[BEGIN]

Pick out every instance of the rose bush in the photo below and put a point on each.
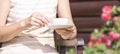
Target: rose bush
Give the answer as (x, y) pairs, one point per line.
(107, 39)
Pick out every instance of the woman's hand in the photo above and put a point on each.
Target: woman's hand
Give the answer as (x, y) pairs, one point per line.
(67, 33)
(36, 19)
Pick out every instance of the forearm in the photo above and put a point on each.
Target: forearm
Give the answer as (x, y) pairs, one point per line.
(64, 12)
(8, 32)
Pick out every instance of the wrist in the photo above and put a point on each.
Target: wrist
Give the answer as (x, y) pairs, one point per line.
(24, 23)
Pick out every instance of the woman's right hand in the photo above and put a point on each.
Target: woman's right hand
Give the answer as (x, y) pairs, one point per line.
(36, 19)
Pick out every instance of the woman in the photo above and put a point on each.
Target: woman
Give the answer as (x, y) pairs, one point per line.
(23, 27)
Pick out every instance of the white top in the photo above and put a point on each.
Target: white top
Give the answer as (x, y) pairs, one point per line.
(24, 8)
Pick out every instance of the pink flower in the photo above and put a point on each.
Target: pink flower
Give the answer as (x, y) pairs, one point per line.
(106, 13)
(106, 17)
(90, 43)
(107, 9)
(114, 36)
(98, 41)
(115, 19)
(104, 38)
(108, 43)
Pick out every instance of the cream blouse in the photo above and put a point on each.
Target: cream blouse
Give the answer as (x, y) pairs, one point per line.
(24, 8)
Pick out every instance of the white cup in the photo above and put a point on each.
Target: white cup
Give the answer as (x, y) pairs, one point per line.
(59, 21)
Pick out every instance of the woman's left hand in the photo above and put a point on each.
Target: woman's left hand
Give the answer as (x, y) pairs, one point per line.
(67, 33)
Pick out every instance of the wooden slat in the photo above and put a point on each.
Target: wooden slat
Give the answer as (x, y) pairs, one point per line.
(86, 24)
(89, 8)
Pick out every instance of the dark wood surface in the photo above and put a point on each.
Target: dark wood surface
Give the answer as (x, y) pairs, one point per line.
(87, 16)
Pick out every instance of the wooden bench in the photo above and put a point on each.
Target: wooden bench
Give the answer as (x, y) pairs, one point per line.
(86, 15)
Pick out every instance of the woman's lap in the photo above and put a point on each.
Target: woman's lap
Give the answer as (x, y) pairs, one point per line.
(28, 45)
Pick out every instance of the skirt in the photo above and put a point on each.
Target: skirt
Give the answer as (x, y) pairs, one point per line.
(29, 45)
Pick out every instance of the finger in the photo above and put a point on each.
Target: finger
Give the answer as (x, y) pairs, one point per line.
(35, 24)
(38, 21)
(43, 19)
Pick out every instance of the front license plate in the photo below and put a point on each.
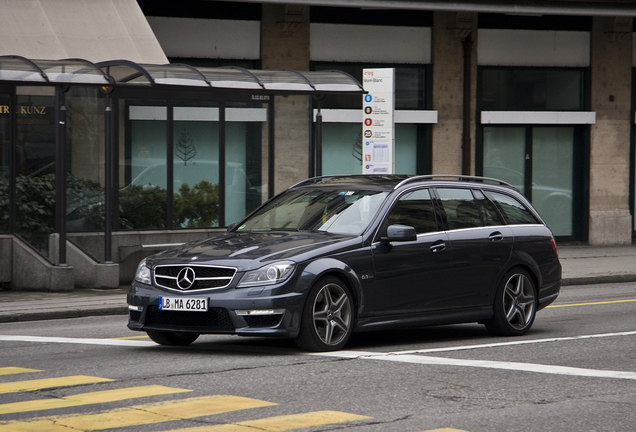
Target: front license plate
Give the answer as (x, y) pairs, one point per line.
(192, 304)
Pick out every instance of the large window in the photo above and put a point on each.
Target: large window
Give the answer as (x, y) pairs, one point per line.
(215, 166)
(541, 162)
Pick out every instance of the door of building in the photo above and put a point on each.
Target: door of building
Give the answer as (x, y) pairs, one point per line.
(546, 164)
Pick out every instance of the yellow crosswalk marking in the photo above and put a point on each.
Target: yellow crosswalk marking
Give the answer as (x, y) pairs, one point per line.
(15, 370)
(281, 423)
(32, 385)
(136, 415)
(89, 398)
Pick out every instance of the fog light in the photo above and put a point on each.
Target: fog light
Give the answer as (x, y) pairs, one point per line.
(260, 312)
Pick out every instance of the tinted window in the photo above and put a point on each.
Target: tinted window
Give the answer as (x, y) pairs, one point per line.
(488, 212)
(514, 212)
(335, 211)
(460, 208)
(414, 209)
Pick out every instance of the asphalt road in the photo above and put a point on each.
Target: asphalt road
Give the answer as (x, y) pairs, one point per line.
(575, 371)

[END]

*WORK REQUIRED*
Rewrite all of the records above, swapping "instance" for "occurrence" wherever it occurs and leaving everything else unchanged. Omit the pictures.

*RESPONSE TO THE EXERCISE*
Pick out every occurrence of the rose bush in the photo below and put a point on each.
Target: rose bush
Give the answer as (x, y) pairs, one point per line.
(107, 39)
Pick out every occurrence of the woman's hand in the photo above and put a point on each.
Target: woman's hand
Give the answer as (x, y) pairs, one point per line.
(67, 33)
(36, 19)
Pick out every occurrence of the forearm in the photo above and put a point on each.
Target: forearm
Give the answer as (x, y) pairs, one point per line.
(64, 12)
(8, 32)
Pick out every occurrence of the wrist in the photo above and put a point on each.
Target: wrist
Give the answer as (x, y) pairs, one point per line.
(24, 23)
Pick out every occurrence of the woman's right hand in the photo above and put a point on each.
Target: woman's right hand
Give the answer as (x, y) pairs, one point per line.
(36, 19)
Pick out every occurrence of the woman in the photo above and put a point on each.
Target: woman
Give the answer as (x, y) pairs, one point per line.
(23, 27)
Pick out every occurrence of the white top in the photo above and put a point on each.
Target: white top
Give the answer as (x, y) pairs, one point per line.
(24, 8)
Pick out every occurrence of the pink flower in the photo above and put a point on each.
Target: pink flower
Give the answer as (x, y) pairs, one point per line.
(106, 13)
(106, 17)
(90, 43)
(107, 9)
(114, 36)
(98, 41)
(115, 19)
(104, 38)
(108, 43)
Pick out every occurrence of the cream blouse in the photo above and put a point on each.
Target: cream blouse
Give the answer as (x, y) pairs, one point per line.
(24, 8)
Pick out every occurrence of the white cup in the photo above and put a point on each.
Target: white cup
Give the answer as (x, y) pairs, one point per line.
(59, 21)
Pick out every occurrence of the woman's left hand in the photo above and put a point on each.
Target: woman's left hand
Give the answer as (x, y) pairs, one point per line.
(67, 33)
Pick out every occurrence of the wooden slat in the photo above and put a point on each.
Target: wooden slat
Give the answer as (x, y) pairs, one point per line.
(86, 24)
(89, 8)
Pick out every occurrence of the dark wood surface in the photo above and put a point on each.
Target: dark wood surface
Give the answer as (x, y) pairs, one point per line.
(87, 16)
Pick out every occurrence of the wooden bench in the photo above and put a point on each.
Target: wooden bench
Give the answer as (x, y) pairs, one point per line.
(86, 15)
Pick out every occurrence of the woman's lap in the photo above and put a point on each.
Target: woman's lap
Give the answer as (x, y) pairs, one point per line.
(28, 45)
Pick out every occurrence of the skirt in the photo above and put a point on each.
Target: skirt
Give the answer as (x, y) pairs, one point per line.
(29, 45)
Pick out every occurrence of the finger in the photo above and put a point on each.
Target: finger
Give the answer as (x, y) pairs, one point per line.
(35, 24)
(38, 21)
(43, 19)
Pick out every occurrence of the front license plate in the photo below and put a point on each.
Target: front license plate
Give the answer as (x, y) pairs, one point per line.
(192, 304)
Pick out every occurrence of the large window in the photo above and put a point on each.
Target: large window
Give the answer as (x, y) pairs, one point per line.
(215, 166)
(541, 162)
Pick out every occurrence of the door of building in the photo above and put a point on each.
Target: door of building
Give the answer as (x, y) pairs, one point per line.
(546, 164)
Pick out every occurrence of the yellow crosswalk marking in the photo above and put a point on each.
Target: yellow crosswalk marking
Give the answer as (x, y) pairs, one point per line.
(15, 370)
(281, 423)
(32, 385)
(136, 415)
(89, 398)
Pick out every occurrence of the fog light in the photo above and put a point on each.
Target: fog light
Give the answer as (x, y) pairs, one point per line.
(260, 312)
Pick out every occurrence of the tinted window in the photo above and put a point on each.
Target: tinted window
Give the answer as (x, y) pairs, one point per line.
(488, 212)
(514, 212)
(335, 211)
(460, 208)
(414, 209)
Pick out every occurrence of the asphalt road in the photo above and put a point on each.
Target: asphalt road
Give the answer as (x, y) pairs, one point per line.
(575, 371)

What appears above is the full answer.